## INPUT ROWS
-=-=-=-=-

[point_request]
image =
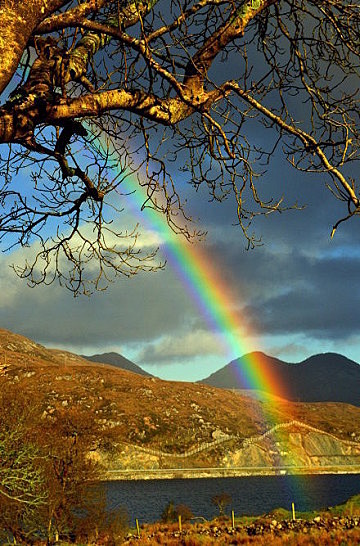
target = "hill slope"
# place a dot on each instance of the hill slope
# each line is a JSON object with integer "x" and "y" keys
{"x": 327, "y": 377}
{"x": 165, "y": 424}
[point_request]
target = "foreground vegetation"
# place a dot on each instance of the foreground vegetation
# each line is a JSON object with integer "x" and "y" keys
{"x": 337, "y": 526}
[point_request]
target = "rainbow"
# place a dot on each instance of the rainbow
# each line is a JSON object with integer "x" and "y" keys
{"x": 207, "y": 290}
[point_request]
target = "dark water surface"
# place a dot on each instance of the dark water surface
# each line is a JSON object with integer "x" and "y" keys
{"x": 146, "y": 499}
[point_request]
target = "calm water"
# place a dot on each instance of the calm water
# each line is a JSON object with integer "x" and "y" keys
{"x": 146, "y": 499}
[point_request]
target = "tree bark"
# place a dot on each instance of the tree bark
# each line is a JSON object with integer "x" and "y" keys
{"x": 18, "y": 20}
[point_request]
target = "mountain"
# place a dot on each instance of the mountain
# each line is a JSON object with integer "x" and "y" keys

-=-=-=-=-

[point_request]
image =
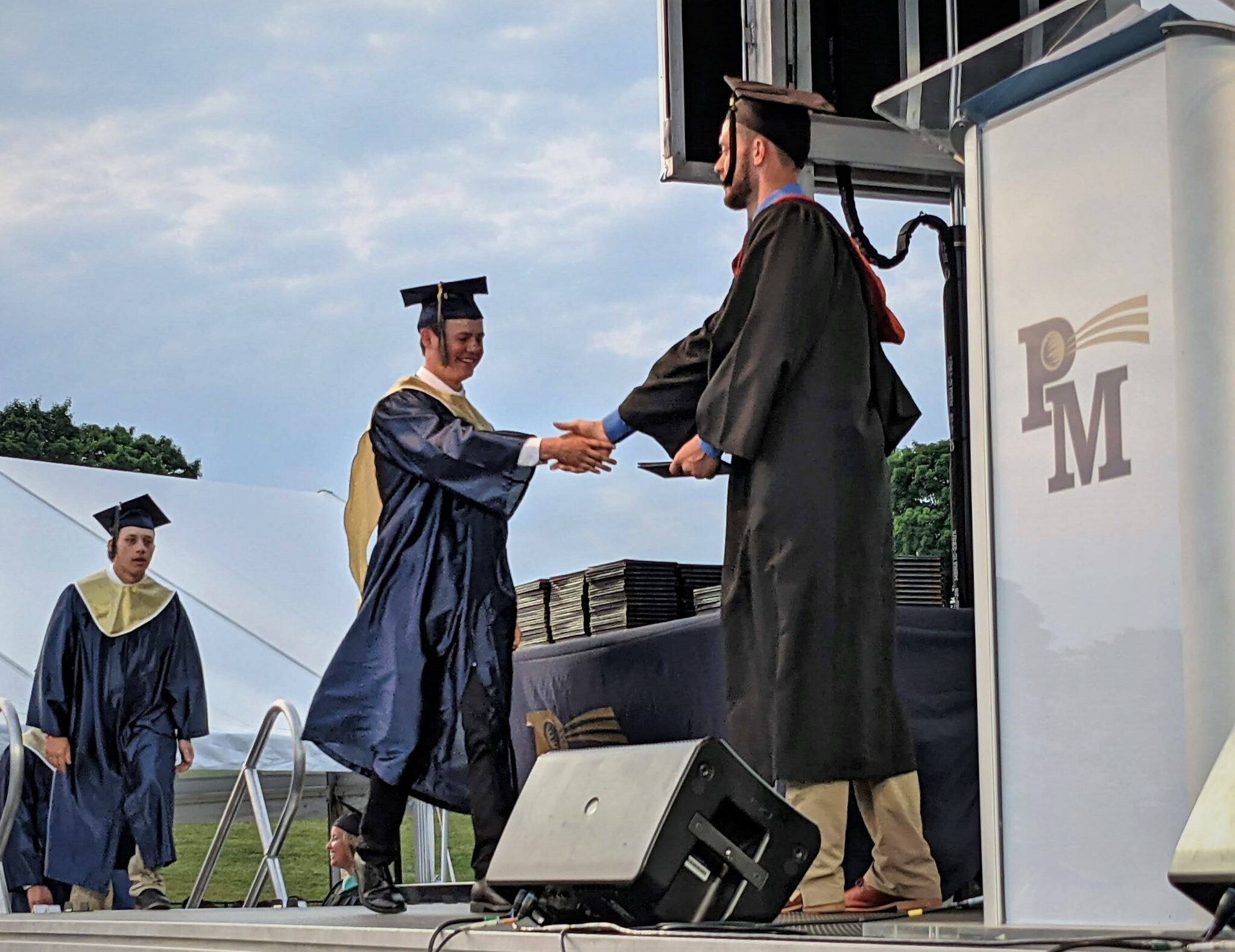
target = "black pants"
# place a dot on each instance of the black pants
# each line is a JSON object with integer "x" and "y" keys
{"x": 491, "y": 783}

-=-=-=-=-

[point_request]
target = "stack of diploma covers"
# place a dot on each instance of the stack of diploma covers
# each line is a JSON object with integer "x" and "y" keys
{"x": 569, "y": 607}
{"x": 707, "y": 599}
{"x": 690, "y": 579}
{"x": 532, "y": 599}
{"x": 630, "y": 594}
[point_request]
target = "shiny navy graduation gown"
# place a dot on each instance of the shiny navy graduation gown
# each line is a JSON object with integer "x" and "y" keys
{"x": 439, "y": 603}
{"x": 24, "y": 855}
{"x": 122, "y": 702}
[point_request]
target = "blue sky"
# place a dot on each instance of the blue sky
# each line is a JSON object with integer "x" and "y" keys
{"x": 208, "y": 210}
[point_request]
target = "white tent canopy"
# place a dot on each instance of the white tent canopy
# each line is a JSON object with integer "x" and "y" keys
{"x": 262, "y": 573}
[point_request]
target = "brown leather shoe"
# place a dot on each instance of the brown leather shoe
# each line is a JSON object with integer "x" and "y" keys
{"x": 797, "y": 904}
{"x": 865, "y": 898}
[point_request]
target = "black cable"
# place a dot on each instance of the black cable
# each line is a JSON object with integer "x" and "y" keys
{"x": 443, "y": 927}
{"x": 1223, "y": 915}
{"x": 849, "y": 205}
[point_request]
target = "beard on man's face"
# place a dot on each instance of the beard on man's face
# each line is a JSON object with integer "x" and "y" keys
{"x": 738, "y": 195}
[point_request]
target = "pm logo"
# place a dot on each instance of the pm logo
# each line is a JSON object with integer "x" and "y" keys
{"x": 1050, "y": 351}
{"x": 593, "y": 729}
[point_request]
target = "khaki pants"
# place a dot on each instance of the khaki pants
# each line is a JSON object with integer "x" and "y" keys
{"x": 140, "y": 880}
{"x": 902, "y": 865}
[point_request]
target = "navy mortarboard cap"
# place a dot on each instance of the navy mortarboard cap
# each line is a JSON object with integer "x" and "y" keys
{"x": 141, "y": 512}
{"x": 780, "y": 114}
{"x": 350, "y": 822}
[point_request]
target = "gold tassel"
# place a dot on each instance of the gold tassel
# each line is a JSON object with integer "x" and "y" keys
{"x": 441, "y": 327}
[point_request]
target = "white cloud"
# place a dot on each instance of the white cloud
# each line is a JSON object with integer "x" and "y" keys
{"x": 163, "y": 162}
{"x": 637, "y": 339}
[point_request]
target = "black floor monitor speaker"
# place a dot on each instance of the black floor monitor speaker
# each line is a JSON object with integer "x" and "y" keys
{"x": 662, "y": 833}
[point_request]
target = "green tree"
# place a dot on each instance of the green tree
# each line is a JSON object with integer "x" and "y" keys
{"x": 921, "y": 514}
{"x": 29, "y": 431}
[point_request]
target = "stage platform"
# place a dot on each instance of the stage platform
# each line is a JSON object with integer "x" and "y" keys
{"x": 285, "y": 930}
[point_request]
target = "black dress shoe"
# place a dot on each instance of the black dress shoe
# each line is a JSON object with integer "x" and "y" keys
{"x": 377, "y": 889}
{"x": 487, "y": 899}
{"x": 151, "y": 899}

-=-=-=-=-

## DIRECTION
Pull out every line in the rows above that contains the word "black". Case counts.

## TASK RESULT
target = "black pants"
# place a dot on each instance of the black pants
target = "black cable"
# place a dot on each instance of the black cable
target = "black floor monitor speaker"
# place a dot on each instance of the black floor monitor speaker
target = "black dress shoe"
# place a dot on each instance of the black dress shoe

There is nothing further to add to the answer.